- Document:

+ + + +

David Marmier a rencontré Jérôme Wybon, réalisateur et documentaliste cinéphile, pour parler de sa toute première bande dessinée : Les Mâchoires de la Peur. Publiée chez Huginn & Muninn dans la collection Biopik, cette BD retrace l’épopée aussi chaotique que mythique du tournage du film Les Dents de la mer de Steven Spielberg. Un ouvrage immersif, foisonnant et passionnant.
Une passion pour les coulisses du cinéma
Jérôme Wybon n’en est pas à son coup d’essai. Auteur de nombreux documentaires consacrés au cinéma et à ses figures marquantes, comme Jean-Paul Rappeneau ou la troupe du Splendid, il aime explorer les coulisses, les archives et les petites histoires derrière les grandes. Il dirige aussi une collection de blu-ray chez StudioCanal consacrée au cinéma français des années quatre-vingt. "On me dit souvent que je suis un archéologue du cinéma, et j’aime beaucoup cette idée", confie-t-il.

+ + + +

- Données fournies:

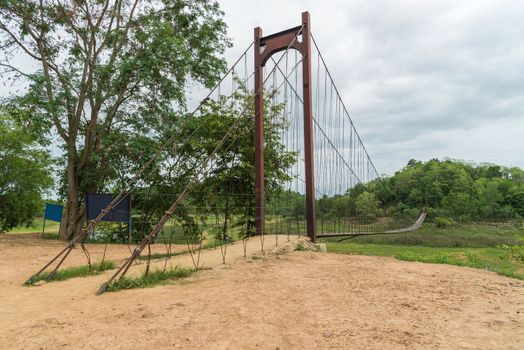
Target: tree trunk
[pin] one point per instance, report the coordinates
(73, 215)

+ + + +

- Objectif de l'exercice: Poursuivez l'article sur la bande dessinée de Jérôme Wybon à partir de sa dernière phrase. Les données ne servent pas ici.

- Corrigé:
Les Dents de la mer : chaos en haute mer
Pour inaugurer la collection Biopik, l’idée d’un album sur le film culte de Spielberg s’est imposée. Non seulement parce que Les Dents de la mer fête son cinquantenaire, mais surtout parce que son tournage, sur l’océan et sans effets spéciaux numériques, fut un vrai cauchemar. Requins défaillants, acteurs sur le départ, grèves menaçantes et budget explosé, Steven Spielberg aurait dû être renvoyé. Mais les rushs, brillants, l'ont sauvé. "Le tournage a changé Hollywood, mais Spielberg en garde un souvenir douloureux", révèle Jérôme Wybon.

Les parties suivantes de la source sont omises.